_Problem A_:
Please turn the lines of the listing below, starting with the line containing "Target: woman" and going on through the line containing "763 727 L 759", into a numbered list, leaving out blank lines.

_Excerpt_:
— start —

St. Augustine, Fla.:
What types of corruption did you encounter when you went through he ballots? I.e., where there any problems from local or federal government?
Dan Keating: I define corruption as breaking the law for personal gain. I would not say that we say that. Various reporting on the election has shown many cases where laws were not closely followed, sometimes because they were not clear. But when I think of corruption I think about payoffs or kickbacks or things like that, and we didn't see evidence of that.
I think an excellent story done June 1 in The Post by John Mintz and Peter Slevin, which I was glad to help with, outlined the many ways in which the law was applied very unevenly around the state. I think we can get a link to that story online.
Ithaca, N.Y.:
Thank you for publishing the results. I am stunned at the comment by Ari Fleischer who almost mocked your efforts saying "people aren't interested." The core of our identity as Americans is our democratic institutions. The fact that the presidency was so influenced by an inefficient and flawed electoral system and that Gore would be president in a more perfect system is definitely news to me.
Dan Keating: I take Mr. Fleischer's comment to indicate that the vast majority of Americans are settled on the question of who is president. The election is long over. There is no longer any question about the final outcome.
Certainly we believe there is interest in what was on the ballots, and the news organizations don't rely on someone in Mr. Fleischer's position to determine whether something is news.
Washington, D.C.:
The New York Times indicated that there was a large and statistically significant racial component to the invalidated ballots. There is no identified link identifying whether this is "intentional." Was there any analysis by the Post on the racial disparities? I would like to know if the racial disparities are similar between counties that went to Bush vs. those that went to Gore. This might go toward proving "intent."
Is any follow-up going to be done or is the election now "over" and "old news"?
Dan Keating: There was a story today in The Post about racial disparities in the votes. Let me touch on a couple highlights:
-- Many more black ballots did not have a vote counted for president.
-- Black ballots had a much higher rate of overvoting. In counties that have technology designed to prevent overvoting, the disparity between whites and blacks goes down by more than half.
-- Although blacks had more ballots not counted, it was actually whites who were more likely to make the infamous dimples and other incomplete marks on punchcard ballots. That's why Bush did better than Gore in tests that allowed every dimple to count as a vote.
-- In contrast to the punchcard ballots, on paper ballots blacks were more likely to make the kinds of mistakes that might be turned into a vote in a recount.
If people had understood those kinds of issues -- white and Republican voters make errors that can be recouped on punchcard ballots; black and Democratic voters make more errors that can be reclaimed on paper ballots -- the candidates probably would have adopted very different stances during the recount.
That's a great part about our project. All of our data -- the markings on every single space on every single ballots -- collected by field research professionals is online for anyone to download and analyze by themselves.

— end —

Image region outline listing
— start —

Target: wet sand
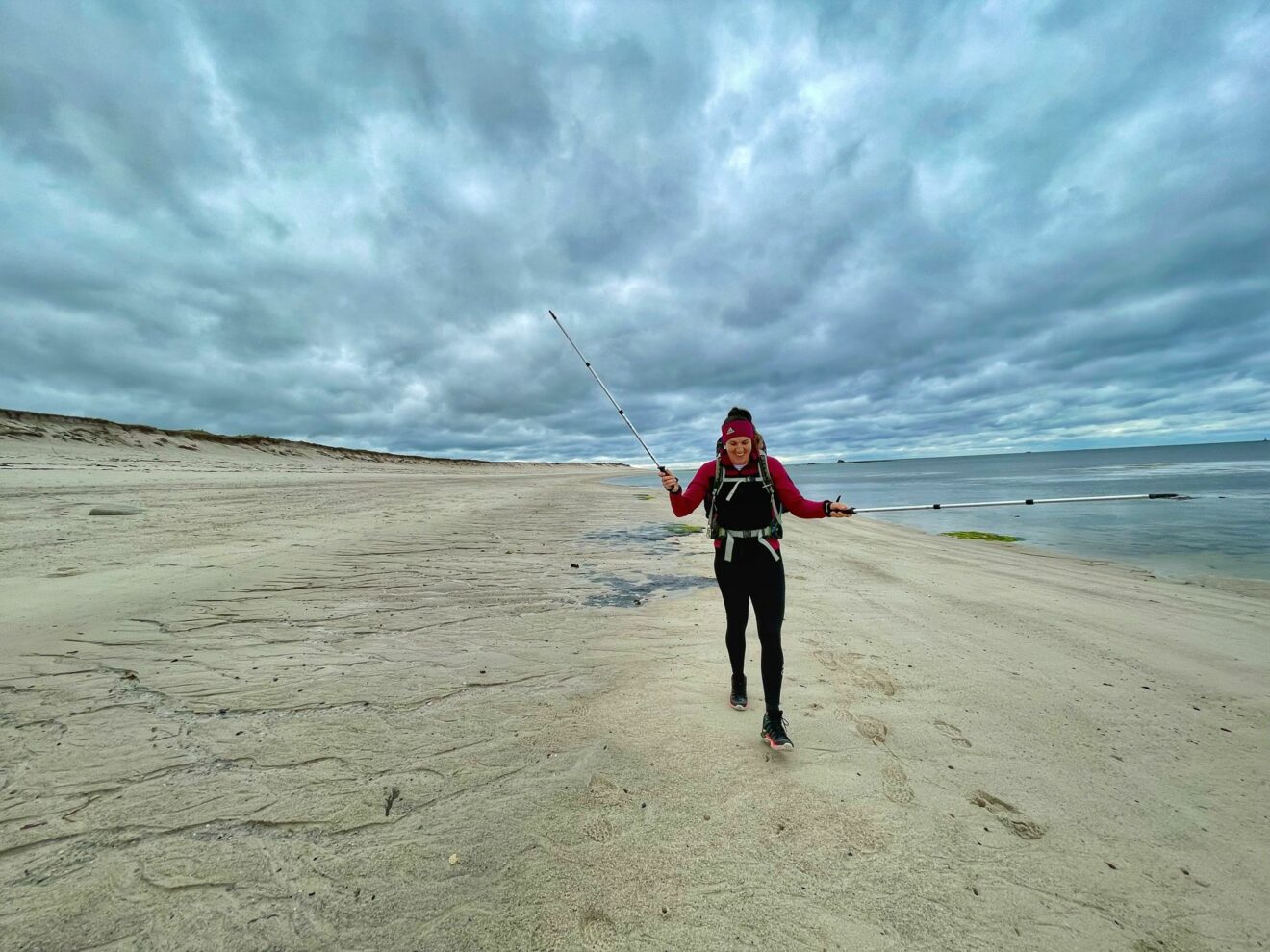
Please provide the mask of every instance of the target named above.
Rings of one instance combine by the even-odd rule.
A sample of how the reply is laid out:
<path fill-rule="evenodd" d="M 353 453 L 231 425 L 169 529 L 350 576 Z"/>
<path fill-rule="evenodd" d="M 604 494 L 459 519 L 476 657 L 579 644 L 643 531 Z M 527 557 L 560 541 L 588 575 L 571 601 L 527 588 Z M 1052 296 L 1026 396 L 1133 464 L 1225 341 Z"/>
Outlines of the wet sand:
<path fill-rule="evenodd" d="M 1270 585 L 790 520 L 776 754 L 611 470 L 0 463 L 3 948 L 1270 943 Z"/>

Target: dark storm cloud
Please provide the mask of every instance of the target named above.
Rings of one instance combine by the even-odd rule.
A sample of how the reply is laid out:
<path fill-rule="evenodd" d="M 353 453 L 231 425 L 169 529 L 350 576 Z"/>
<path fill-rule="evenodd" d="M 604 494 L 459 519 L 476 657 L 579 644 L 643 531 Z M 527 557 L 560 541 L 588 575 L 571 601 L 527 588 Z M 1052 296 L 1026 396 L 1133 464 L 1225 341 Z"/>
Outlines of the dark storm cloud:
<path fill-rule="evenodd" d="M 404 452 L 1270 429 L 1257 3 L 0 6 L 0 404 Z"/>

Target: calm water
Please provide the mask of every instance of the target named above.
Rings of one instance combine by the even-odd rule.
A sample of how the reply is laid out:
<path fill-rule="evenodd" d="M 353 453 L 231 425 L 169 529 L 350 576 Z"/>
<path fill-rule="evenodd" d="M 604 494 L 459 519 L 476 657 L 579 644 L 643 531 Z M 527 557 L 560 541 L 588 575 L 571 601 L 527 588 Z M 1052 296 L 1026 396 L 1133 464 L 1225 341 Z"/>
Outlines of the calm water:
<path fill-rule="evenodd" d="M 780 453 L 777 453 L 780 456 Z M 687 480 L 687 467 L 678 472 Z M 1193 578 L 1270 580 L 1270 443 L 1206 443 L 790 466 L 804 496 L 857 506 L 1180 493 L 1187 500 L 872 513 L 926 532 L 978 529 L 1025 546 Z M 659 485 L 652 477 L 622 482 Z"/>

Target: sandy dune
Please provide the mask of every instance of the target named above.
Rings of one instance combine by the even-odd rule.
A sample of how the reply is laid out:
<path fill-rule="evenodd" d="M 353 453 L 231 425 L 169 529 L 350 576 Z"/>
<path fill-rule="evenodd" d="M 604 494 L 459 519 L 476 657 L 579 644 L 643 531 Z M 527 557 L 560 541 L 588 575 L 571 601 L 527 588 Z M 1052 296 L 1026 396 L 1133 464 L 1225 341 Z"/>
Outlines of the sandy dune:
<path fill-rule="evenodd" d="M 1270 586 L 795 520 L 776 755 L 612 470 L 76 425 L 0 420 L 0 948 L 1270 943 Z"/>

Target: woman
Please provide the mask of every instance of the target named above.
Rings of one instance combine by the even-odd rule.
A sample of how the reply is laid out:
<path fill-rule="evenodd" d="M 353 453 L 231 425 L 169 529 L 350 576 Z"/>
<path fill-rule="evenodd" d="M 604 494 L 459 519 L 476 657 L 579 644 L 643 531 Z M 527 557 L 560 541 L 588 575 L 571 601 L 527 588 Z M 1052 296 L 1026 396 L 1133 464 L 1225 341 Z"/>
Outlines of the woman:
<path fill-rule="evenodd" d="M 763 727 L 759 736 L 773 750 L 791 750 L 789 722 L 781 713 L 781 623 L 785 621 L 785 562 L 781 560 L 781 506 L 801 519 L 845 519 L 855 514 L 846 503 L 804 499 L 781 462 L 762 452 L 762 437 L 748 410 L 734 406 L 719 437 L 719 456 L 692 477 L 687 489 L 669 470 L 662 485 L 671 508 L 687 515 L 702 501 L 710 513 L 715 543 L 715 578 L 728 614 L 728 656 L 732 660 L 729 703 L 738 711 L 745 697 L 745 625 L 754 604 L 762 647 Z"/>

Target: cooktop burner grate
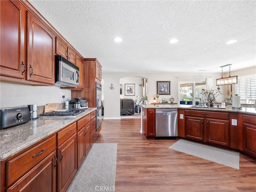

— end —

_Problem B_:
Answer these questions about the election excerpt:
(i) Who wrote the June 1 Post story that Dan Keating says he helped with?
(ii) By how much does the disparity between whites and blacks go down in counties with technology designed to prevent overvoting?
(iii) How does Dan Keating define corruption?

_Full output A_:
1. Target: woman
2. Please provide the mask of every instance of the target named above.
3. Rings of one instance combine by the even-odd rule.
4. A sample of how the reply is laid out:
5. <path fill-rule="evenodd" d="M 353 453 L 231 425 L 169 529 L 350 576 Z"/>
6. <path fill-rule="evenodd" d="M 604 494 L 459 519 L 476 657 L 579 644 L 643 531 Z M 527 557 L 560 541 L 588 575 L 571 601 L 527 588 Z M 1052 296 L 1026 396 L 1133 464 L 1225 341 Z"/>
7. Outlines of the woman:
8. <path fill-rule="evenodd" d="M 763 727 L 759 736 L 773 750 L 791 750 L 789 722 L 781 713 L 781 623 L 785 621 L 785 562 L 781 560 L 781 506 L 801 519 L 845 519 L 855 514 L 846 503 L 804 499 L 781 462 L 762 452 L 762 437 L 748 410 L 734 406 L 719 437 L 719 456 L 692 477 L 687 489 L 669 470 L 662 485 L 671 508 L 687 515 L 702 501 L 710 513 L 715 543 L 715 578 L 728 614 L 728 656 L 732 660 L 729 703 L 738 711 L 745 697 L 745 625 L 754 604 L 762 647 Z"/>

_Full output B_:
(i) John Mintz and Peter Slevin
(ii) By more than half
(iii) As breaking the law for personal gain